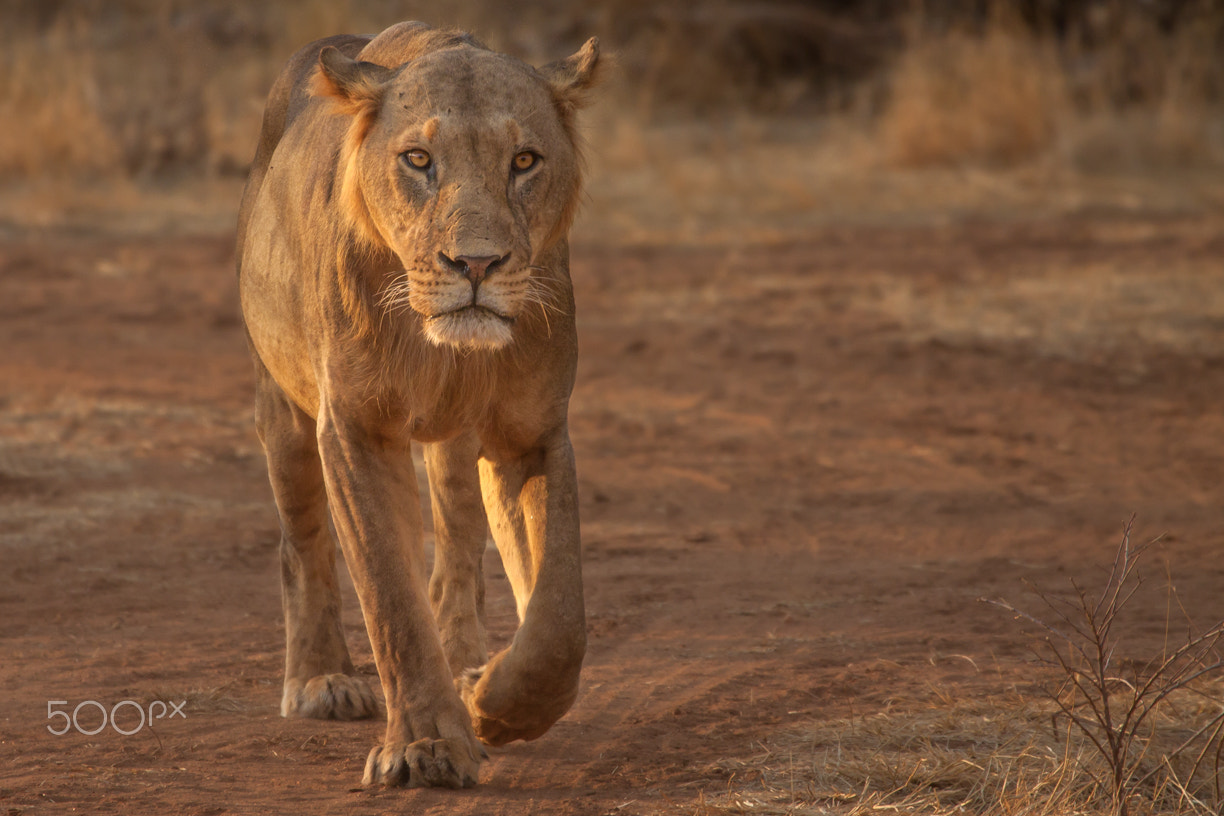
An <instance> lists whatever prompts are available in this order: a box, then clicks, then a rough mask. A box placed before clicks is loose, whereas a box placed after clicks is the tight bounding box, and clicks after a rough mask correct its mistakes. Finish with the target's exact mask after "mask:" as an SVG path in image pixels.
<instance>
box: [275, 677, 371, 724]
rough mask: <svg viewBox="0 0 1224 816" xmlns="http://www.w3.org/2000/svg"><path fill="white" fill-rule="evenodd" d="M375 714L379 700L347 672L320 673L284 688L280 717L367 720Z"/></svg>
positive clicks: (280, 706)
mask: <svg viewBox="0 0 1224 816" xmlns="http://www.w3.org/2000/svg"><path fill="white" fill-rule="evenodd" d="M377 713H378V700H377V699H376V697H375V692H373V691H371V690H370V685H368V684H367V683H366V681H365V680H362V679H361V678H355V677H350V675H348V674H321V675H318V677H313V678H311V679H310V680H307V681H306V683H305V684H302V685H301V688H300V689H296V690H291V689H286V690H285V696H284V700H283V701H282V703H280V716H282V717H310V718H313V719H366V718H367V717H373V716H376V714H377Z"/></svg>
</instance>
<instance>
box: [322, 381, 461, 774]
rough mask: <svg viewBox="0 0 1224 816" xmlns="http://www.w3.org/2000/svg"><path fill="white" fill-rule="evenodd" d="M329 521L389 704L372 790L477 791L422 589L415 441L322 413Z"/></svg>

Exercise goal = All of the entries, apart from the pictures, must be returned exactly.

Exercise result =
An <instance> lists whatever prompts are available in this order: a box, then clicks, then a rough mask. A box placed before clicks is loose, whereas a box placed after clicks is the tight bounding box, and clicks after a rough mask correct its mistakes. Finish with the target's exact mask after "mask:" as an SVG path in image pixels.
<instance>
box: [275, 677, 371, 724]
rough mask: <svg viewBox="0 0 1224 816" xmlns="http://www.w3.org/2000/svg"><path fill="white" fill-rule="evenodd" d="M375 714L379 700L347 672L320 673L284 688L280 717L367 720Z"/></svg>
positive clicks: (280, 706)
mask: <svg viewBox="0 0 1224 816" xmlns="http://www.w3.org/2000/svg"><path fill="white" fill-rule="evenodd" d="M377 713H378V700H377V699H376V697H375V692H373V691H371V690H370V685H368V684H367V683H366V681H365V680H362V679H361V678H355V677H350V675H348V674H321V675H318V677H313V678H311V679H310V680H307V681H306V683H305V684H302V685H301V688H300V689H296V690H291V689H286V690H285V696H284V700H283V701H282V703H280V716H282V717H310V718H313V719H366V718H367V717H373V716H376V714H377Z"/></svg>
</instance>
<instance>
box: [322, 381, 461, 774]
rough mask: <svg viewBox="0 0 1224 816" xmlns="http://www.w3.org/2000/svg"><path fill="white" fill-rule="evenodd" d="M329 521L389 704L372 790L477 791L422 589L415 441L322 413Z"/></svg>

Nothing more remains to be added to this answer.